* WRITTEN REQUEST *
Copy out every line in the entries below that contains the string "Look". Case matters.
-------- SUPPLIED RECORDS
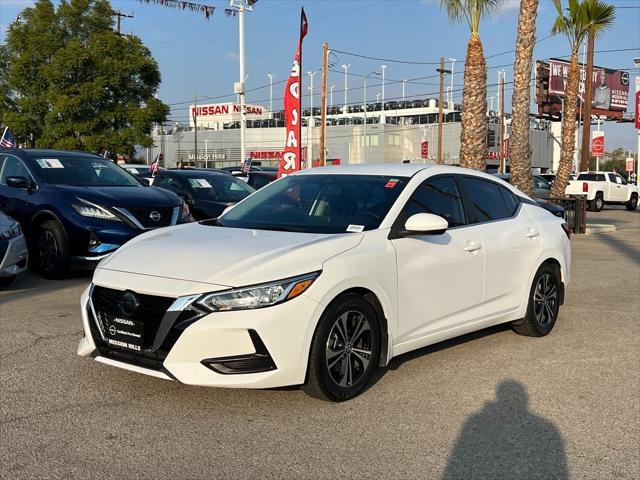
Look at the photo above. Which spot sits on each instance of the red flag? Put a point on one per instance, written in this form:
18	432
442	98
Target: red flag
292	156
----------------
-------- SUPPLIED RECORDS
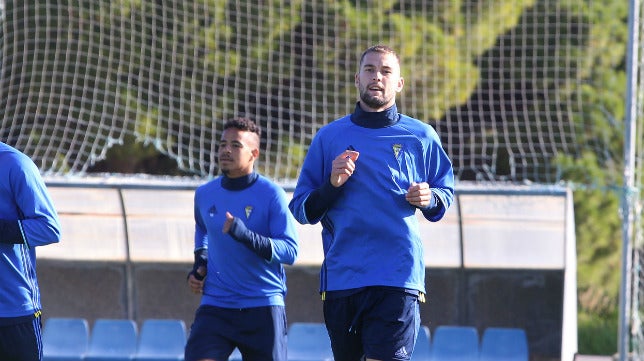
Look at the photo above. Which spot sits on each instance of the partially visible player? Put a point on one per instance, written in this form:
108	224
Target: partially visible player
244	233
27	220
----------------
* SOLUTION FOR THIS TASK *
Look at the photo above. Which spot sits on each instance of the red flag? Put a point on one per instance, written in this form:
Look at the photo above. Which spot sits on each instance of the partially visible player? Put a point on one per instance, written in this form:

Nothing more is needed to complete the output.